- _SET EXERCISE A_
List every calendar date that appears in the memorandum opinion.
- _SET EXERCISE B_
According to the memorandum opinion, on what date was the order authorizing Mr. Canfield's withdrawal as the Defendant's counsel entered?
- _SET EXERCISE C_
Continue the memorandum opinion from its final paragraph onward.

- _PASSAGE_
------------------------------------------------------------------------

Opinion
Case No. 08-32570-KRH, APN 08-03115-KRH.
April 13, 2009
MEMORANDUM OPINION
This matter comes before the Court on the Motion of RBA Capital, LP ("RBA," or the "Plaintiff") to Compel and for Sanctions against Defendant James F. Price ("Price," or the "Defendant") arising out of the Defendant's failure to attend his scheduled deposition (the "Motion"). The Court granted the Plaintiff's motion to expedite hearing on the Motion. The Defendant failed to file a response or appear at the expedited hearing held on February 25, 2009 (the "Hearing"). Defendant's counsel, Robert Canfield ("Mr. Canfield"), did appear at the Hearing. Mr. Canfield advised the Court that he had filed a Motion to Withdraw as Counsel and that his client, the Defendant, had informed him that he did not intend to appear at the Hearing and was aware of the consequences of his failure to appear.
The Court subsequently authorized Mr. Canfield's withdrawal as Defendant's counsel by order entered on March 9, 2009.

------------------------------------------------------------------------

- _DATA_

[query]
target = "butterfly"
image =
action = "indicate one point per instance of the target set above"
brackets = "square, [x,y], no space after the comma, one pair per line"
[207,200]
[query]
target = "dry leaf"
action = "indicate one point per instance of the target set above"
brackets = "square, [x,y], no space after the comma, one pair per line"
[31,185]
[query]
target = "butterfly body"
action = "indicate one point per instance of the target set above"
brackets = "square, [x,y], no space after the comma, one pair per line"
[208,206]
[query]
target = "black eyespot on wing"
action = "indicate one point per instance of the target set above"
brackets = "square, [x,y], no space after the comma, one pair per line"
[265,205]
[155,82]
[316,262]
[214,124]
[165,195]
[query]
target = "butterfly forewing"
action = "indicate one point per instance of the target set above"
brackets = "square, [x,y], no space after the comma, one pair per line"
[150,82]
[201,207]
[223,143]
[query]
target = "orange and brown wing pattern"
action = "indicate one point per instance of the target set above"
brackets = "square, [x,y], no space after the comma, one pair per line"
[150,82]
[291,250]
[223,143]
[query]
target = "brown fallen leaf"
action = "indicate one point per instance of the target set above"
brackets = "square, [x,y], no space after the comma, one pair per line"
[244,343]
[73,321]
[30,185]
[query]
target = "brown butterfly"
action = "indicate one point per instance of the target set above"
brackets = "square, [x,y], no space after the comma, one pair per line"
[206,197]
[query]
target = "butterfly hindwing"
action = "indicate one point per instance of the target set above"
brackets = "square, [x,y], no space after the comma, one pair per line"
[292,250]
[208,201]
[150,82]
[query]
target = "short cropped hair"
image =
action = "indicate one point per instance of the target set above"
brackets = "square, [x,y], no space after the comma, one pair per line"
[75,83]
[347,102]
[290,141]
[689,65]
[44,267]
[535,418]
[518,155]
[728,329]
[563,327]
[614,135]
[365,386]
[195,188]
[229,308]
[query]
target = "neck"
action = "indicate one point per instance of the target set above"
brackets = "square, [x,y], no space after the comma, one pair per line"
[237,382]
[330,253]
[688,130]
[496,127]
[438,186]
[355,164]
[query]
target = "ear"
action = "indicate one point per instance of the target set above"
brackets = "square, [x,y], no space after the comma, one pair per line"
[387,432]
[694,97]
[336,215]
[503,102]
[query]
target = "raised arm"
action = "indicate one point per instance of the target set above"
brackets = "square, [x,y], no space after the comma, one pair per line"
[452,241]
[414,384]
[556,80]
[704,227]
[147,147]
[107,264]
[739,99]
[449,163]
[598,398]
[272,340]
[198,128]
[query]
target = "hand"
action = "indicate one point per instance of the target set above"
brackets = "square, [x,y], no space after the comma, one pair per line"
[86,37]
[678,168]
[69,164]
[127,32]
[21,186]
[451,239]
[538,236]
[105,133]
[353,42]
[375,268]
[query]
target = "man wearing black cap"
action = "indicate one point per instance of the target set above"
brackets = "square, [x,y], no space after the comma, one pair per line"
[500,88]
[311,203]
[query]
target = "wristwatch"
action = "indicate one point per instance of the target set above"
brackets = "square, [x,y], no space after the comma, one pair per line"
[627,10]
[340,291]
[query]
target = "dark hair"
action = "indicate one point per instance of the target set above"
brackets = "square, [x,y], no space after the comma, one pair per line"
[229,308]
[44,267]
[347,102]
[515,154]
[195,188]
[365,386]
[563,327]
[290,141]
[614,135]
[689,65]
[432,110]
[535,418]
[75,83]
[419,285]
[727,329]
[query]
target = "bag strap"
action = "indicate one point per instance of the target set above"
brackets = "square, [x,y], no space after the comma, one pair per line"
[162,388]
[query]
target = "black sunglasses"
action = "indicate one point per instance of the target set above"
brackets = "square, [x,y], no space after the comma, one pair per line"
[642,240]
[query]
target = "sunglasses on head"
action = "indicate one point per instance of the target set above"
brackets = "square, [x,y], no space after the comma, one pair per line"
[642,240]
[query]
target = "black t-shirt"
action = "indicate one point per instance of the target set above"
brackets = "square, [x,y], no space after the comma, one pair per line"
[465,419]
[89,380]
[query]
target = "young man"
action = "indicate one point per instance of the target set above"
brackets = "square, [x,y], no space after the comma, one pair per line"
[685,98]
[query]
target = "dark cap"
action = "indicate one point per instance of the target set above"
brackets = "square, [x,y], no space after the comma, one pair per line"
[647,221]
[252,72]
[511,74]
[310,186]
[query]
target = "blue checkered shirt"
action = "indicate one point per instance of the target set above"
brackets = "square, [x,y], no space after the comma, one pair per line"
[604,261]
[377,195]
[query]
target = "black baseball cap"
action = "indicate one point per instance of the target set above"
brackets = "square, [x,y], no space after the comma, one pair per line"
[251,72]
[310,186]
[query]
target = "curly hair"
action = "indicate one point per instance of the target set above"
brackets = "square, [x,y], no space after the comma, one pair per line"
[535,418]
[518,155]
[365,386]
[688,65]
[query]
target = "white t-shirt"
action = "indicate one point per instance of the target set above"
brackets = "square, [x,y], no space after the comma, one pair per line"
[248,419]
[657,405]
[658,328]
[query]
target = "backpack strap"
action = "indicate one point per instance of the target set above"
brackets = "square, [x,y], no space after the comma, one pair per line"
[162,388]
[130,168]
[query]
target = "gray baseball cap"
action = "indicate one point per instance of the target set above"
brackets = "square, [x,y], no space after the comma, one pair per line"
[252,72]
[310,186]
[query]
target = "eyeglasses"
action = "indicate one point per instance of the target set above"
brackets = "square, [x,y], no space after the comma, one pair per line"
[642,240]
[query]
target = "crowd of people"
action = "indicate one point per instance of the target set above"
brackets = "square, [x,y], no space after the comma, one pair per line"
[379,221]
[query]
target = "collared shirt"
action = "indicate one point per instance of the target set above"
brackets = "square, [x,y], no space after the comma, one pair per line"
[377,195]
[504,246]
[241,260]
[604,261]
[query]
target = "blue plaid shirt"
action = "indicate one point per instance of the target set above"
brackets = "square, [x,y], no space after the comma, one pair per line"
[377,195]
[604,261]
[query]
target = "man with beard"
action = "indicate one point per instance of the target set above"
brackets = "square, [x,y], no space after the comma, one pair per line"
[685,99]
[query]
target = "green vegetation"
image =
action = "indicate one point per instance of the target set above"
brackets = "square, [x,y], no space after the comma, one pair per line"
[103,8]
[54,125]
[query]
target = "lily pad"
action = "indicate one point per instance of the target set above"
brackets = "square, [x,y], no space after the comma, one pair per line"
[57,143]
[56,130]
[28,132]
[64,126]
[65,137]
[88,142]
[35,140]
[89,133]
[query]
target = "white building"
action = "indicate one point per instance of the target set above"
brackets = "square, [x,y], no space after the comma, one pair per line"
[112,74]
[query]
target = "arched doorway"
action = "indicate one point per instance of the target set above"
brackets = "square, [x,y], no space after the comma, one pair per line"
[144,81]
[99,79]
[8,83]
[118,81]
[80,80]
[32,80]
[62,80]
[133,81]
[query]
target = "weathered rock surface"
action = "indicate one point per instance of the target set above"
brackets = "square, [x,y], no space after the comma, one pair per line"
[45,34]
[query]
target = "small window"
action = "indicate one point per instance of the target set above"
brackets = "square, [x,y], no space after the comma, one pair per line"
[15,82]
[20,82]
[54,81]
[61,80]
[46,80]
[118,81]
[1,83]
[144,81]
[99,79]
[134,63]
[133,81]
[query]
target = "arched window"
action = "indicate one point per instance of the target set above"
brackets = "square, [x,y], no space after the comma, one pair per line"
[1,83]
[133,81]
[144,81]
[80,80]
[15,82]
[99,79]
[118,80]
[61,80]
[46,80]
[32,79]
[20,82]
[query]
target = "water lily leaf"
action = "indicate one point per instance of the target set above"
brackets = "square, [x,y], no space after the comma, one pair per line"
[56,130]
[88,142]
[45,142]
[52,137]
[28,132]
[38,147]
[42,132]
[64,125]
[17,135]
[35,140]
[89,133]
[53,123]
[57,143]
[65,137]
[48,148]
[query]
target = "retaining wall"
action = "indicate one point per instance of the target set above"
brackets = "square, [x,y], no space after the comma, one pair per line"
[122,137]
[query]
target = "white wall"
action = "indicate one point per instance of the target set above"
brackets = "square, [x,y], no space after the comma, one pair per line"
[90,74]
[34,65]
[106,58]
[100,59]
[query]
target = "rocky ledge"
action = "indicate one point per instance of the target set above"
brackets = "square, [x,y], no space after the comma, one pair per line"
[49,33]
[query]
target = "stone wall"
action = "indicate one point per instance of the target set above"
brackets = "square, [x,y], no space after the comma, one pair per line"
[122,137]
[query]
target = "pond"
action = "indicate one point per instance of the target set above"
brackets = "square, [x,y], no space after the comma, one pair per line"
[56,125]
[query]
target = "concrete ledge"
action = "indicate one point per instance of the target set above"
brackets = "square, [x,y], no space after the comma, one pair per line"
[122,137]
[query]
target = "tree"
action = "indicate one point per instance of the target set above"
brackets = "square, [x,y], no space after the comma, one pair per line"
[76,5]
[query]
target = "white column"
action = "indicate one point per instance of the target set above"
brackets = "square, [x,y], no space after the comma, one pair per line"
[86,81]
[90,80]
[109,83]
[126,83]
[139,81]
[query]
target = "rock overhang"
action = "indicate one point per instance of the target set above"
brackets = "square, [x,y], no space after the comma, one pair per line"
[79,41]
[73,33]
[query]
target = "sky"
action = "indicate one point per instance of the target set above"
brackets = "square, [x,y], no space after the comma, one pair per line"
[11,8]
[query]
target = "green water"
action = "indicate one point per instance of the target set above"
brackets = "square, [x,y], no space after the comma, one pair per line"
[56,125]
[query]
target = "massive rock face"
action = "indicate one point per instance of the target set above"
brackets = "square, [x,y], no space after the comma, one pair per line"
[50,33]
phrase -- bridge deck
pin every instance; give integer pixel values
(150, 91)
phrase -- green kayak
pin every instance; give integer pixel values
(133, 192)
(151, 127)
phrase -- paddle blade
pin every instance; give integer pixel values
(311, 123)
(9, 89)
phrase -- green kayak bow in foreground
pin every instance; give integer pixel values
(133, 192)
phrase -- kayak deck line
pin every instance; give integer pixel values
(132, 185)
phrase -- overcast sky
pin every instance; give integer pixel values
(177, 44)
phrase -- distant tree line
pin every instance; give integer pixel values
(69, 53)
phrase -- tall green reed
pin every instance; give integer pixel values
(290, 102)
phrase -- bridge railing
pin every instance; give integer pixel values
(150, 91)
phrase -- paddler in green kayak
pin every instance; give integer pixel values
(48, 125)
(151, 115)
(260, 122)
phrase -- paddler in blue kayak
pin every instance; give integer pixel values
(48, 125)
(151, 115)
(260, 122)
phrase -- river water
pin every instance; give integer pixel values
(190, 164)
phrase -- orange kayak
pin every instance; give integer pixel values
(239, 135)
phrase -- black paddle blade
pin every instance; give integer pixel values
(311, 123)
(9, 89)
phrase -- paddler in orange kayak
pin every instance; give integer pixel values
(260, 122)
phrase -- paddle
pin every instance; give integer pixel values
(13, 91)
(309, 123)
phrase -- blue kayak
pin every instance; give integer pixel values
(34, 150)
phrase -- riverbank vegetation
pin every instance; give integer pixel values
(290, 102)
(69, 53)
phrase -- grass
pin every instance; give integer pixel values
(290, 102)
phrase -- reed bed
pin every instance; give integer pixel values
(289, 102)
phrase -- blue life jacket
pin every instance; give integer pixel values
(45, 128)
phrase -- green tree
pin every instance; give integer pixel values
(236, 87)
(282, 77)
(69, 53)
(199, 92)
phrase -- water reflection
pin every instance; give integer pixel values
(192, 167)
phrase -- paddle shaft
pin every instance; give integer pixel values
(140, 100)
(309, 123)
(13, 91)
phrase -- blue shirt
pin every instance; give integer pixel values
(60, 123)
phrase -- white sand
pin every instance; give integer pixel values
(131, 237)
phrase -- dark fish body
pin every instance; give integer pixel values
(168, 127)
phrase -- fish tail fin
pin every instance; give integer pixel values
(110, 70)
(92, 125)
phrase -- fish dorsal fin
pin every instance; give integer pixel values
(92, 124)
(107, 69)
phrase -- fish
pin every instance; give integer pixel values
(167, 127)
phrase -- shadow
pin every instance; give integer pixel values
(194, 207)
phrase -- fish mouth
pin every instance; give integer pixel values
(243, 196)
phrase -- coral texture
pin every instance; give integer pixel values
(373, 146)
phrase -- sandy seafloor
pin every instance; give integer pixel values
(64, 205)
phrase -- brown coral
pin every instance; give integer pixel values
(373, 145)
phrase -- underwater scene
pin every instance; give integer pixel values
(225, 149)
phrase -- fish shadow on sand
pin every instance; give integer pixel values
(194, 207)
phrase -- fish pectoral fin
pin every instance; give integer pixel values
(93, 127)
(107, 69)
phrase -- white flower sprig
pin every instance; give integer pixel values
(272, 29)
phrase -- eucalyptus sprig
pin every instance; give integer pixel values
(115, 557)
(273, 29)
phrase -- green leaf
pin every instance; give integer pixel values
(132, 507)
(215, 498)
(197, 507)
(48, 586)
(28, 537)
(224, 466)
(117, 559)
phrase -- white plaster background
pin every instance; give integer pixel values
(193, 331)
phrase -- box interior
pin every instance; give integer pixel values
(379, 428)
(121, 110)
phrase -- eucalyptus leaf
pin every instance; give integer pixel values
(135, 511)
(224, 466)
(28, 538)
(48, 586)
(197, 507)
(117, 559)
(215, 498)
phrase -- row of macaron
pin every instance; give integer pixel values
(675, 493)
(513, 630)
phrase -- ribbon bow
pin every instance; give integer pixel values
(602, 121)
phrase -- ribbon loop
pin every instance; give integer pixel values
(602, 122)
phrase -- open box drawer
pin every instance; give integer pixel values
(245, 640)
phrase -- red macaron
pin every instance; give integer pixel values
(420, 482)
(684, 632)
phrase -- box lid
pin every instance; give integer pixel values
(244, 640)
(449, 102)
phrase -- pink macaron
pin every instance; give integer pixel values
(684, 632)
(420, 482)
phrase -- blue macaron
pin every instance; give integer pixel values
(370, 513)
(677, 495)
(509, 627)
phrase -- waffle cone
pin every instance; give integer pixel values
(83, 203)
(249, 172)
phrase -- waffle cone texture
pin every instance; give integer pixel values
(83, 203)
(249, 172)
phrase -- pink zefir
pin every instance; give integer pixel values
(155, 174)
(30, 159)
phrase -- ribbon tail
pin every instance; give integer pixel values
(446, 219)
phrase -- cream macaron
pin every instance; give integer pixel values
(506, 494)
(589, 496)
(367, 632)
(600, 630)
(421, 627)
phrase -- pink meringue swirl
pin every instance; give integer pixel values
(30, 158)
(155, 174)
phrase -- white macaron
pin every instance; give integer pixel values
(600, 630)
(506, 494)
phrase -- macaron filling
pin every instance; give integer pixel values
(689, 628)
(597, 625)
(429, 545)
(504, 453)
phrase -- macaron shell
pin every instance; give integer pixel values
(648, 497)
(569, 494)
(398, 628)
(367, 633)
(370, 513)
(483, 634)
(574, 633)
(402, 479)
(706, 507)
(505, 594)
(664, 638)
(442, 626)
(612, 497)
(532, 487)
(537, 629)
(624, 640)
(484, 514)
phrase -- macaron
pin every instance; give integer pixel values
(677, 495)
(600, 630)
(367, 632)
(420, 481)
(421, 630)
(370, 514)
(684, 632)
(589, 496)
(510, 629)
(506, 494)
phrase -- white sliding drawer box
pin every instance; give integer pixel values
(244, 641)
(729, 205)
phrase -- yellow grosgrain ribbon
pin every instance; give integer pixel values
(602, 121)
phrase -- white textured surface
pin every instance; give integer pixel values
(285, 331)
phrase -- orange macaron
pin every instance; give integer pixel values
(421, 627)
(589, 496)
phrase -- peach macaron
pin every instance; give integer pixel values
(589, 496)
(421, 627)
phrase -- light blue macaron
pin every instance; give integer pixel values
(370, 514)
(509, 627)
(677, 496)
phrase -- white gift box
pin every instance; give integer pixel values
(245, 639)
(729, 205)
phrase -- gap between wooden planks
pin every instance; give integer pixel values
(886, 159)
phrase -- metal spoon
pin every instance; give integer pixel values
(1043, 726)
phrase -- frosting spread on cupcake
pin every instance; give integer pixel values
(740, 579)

------------------------------------------------------------------------

- _EXPECTED OUTPUT A_
April 13, 2009; February 25, 2009; March 9, 2009

- _EXPECTED OUTPUT B_
March 9, 2009

- _EXPECTED OUTPUT C_
On January 28, 2009, RBA properly noticed the deposition of Price for 9:00 a.m. on February 20, 2009, in the Richmond offices of counsel for RBA. In subsequent communications with counsel for RBA, Mr. Canfield agreed to the date, time, and place of the deposition and confirmed that the deposition would take place. Mr. Canfield showed up for the deposition, but Price failed to do so. Price also failed to provide any prior notice of or explanation for his failure to attend the deposition. Price's actions show bad faith and willfulness because Price's failure to attend his deposition was without notice, explanation, or excuse. Price's failure to attend his deposition caused prejudice to RBA and its ability to prepare for trial, particularly since Price's action occurred less than three weeks before trial.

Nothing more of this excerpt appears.